What you will do: Whenever a line in the entries below contains the string "trace", copy that line.

Source data:
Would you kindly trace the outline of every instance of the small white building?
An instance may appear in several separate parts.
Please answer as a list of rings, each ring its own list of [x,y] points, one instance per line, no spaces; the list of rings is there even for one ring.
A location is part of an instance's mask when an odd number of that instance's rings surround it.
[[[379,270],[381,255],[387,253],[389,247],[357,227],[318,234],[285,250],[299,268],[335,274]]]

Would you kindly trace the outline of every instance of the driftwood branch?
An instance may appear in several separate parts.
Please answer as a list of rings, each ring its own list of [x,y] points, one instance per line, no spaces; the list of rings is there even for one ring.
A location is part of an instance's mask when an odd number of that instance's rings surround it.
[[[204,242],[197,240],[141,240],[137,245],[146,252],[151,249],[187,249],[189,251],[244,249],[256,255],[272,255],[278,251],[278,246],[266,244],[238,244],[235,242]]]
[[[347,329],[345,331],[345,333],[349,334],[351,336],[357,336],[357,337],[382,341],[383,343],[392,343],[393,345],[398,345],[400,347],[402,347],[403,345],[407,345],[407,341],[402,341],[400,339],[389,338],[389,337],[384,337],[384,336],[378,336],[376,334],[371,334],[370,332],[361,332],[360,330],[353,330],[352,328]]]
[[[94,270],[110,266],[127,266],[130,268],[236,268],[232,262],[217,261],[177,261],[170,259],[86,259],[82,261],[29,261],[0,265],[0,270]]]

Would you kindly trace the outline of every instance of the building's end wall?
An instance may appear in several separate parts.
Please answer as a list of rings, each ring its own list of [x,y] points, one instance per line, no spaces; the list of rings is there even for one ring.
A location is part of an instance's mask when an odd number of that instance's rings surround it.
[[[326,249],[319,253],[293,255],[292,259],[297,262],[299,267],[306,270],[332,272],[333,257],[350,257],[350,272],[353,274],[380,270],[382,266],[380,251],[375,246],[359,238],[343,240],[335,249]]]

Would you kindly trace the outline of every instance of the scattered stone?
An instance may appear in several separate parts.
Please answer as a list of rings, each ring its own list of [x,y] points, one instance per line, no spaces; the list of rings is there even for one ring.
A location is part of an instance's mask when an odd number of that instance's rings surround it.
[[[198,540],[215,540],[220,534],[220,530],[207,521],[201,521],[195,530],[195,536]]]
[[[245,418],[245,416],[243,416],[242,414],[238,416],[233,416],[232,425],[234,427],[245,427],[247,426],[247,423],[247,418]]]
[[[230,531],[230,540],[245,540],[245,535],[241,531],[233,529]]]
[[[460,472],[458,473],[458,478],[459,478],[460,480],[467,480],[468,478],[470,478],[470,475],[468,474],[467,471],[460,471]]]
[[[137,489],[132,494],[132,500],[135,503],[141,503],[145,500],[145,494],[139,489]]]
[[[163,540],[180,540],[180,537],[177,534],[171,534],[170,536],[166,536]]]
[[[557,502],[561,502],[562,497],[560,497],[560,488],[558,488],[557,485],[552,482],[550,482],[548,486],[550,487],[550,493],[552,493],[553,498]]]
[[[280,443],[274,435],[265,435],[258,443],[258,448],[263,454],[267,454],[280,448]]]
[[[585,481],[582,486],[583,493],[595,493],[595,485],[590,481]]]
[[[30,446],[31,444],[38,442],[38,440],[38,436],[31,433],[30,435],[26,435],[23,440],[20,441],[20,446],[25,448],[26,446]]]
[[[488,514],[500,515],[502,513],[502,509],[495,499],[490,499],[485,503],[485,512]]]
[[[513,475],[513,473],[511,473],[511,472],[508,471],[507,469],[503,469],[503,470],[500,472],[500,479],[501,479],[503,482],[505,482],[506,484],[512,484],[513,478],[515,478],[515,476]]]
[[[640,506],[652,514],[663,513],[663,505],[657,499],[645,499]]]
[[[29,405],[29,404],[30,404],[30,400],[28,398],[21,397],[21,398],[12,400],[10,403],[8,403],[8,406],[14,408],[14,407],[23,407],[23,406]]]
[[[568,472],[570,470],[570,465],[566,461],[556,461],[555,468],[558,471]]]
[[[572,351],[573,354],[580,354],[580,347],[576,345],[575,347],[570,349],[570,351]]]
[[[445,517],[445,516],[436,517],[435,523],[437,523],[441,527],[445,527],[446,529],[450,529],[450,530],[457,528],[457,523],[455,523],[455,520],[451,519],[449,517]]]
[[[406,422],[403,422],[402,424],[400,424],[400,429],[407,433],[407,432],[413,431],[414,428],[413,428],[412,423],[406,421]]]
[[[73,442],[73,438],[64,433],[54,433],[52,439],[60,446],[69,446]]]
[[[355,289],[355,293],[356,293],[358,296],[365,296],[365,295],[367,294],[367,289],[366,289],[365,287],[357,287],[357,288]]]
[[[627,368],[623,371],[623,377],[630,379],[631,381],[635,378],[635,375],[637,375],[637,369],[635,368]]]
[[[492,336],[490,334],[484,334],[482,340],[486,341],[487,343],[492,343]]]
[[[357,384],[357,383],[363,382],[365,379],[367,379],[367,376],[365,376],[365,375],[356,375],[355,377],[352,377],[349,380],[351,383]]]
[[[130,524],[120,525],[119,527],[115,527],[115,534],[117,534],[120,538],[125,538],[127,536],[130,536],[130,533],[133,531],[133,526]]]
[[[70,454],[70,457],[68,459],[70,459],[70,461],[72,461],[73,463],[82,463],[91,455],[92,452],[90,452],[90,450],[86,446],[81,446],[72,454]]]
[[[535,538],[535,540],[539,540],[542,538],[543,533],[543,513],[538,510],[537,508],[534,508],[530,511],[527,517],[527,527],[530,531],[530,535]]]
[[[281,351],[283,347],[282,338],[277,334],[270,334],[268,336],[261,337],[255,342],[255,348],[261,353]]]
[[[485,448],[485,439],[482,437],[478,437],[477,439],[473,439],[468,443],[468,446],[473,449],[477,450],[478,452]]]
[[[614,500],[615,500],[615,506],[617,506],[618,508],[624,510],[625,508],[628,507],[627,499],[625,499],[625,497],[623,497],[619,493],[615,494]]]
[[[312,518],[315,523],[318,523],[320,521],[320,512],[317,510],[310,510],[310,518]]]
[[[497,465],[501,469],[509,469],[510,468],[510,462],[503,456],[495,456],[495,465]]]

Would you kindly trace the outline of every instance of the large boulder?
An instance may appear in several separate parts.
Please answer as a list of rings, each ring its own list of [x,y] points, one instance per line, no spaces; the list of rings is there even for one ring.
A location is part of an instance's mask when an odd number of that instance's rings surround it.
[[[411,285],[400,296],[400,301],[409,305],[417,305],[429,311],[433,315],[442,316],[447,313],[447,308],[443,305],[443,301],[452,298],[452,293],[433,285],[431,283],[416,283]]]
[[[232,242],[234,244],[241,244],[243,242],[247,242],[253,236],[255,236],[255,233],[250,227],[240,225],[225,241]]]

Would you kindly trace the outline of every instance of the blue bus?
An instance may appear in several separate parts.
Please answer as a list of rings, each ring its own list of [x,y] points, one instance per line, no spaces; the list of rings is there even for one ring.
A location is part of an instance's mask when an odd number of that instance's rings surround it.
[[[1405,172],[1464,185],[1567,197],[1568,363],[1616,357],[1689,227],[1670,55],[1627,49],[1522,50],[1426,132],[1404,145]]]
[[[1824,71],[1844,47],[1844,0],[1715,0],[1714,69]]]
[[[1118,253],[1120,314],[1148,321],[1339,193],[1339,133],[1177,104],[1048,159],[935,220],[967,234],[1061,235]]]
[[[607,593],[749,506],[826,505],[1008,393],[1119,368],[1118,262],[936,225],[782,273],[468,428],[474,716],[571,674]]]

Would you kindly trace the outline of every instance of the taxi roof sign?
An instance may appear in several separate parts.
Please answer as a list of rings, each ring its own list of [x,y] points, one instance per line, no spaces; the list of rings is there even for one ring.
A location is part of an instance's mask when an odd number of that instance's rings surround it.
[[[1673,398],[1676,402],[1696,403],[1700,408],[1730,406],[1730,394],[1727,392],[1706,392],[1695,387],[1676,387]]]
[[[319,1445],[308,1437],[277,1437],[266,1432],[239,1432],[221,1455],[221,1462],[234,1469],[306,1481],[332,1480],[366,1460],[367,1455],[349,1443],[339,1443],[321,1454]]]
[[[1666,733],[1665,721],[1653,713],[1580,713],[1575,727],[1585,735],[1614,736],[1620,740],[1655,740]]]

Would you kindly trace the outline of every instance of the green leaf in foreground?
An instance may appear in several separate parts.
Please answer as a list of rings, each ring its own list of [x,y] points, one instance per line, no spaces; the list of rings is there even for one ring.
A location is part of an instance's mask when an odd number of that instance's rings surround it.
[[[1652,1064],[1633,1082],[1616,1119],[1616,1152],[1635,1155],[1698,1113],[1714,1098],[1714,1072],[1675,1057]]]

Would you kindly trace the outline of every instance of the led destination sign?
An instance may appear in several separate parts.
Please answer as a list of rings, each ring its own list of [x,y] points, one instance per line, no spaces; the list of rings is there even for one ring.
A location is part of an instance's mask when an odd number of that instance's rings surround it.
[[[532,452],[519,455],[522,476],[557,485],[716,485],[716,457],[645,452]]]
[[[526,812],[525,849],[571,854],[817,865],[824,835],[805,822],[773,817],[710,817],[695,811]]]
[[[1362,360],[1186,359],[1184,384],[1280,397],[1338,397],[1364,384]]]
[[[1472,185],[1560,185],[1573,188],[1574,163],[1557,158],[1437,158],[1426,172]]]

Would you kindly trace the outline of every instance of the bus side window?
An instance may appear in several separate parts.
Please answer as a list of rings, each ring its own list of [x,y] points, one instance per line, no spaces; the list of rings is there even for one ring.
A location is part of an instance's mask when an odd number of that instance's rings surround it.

Exercise solution:
Would you kindly trace the outline of every instance of the small white building?
Would you kindly trace the outline of every instance of the driftwood branch?
Would you kindly trace the outline of every instance of the building's end wall?
Would you kindly trace the outline of every instance of the scattered stone?
Would you kindly trace the outline of every instance of the large boulder?
Would you kindly trace the outline of every instance of the blue bus?
Would you kindly trace the outline of every instance of the taxi roof sign?
Would you kindly trace the outline of every instance of the green leaf in foreground?
Would you kindly trace the outline of every instance of the led destination sign?
Would you kindly trace the outline of every instance of the bus side window?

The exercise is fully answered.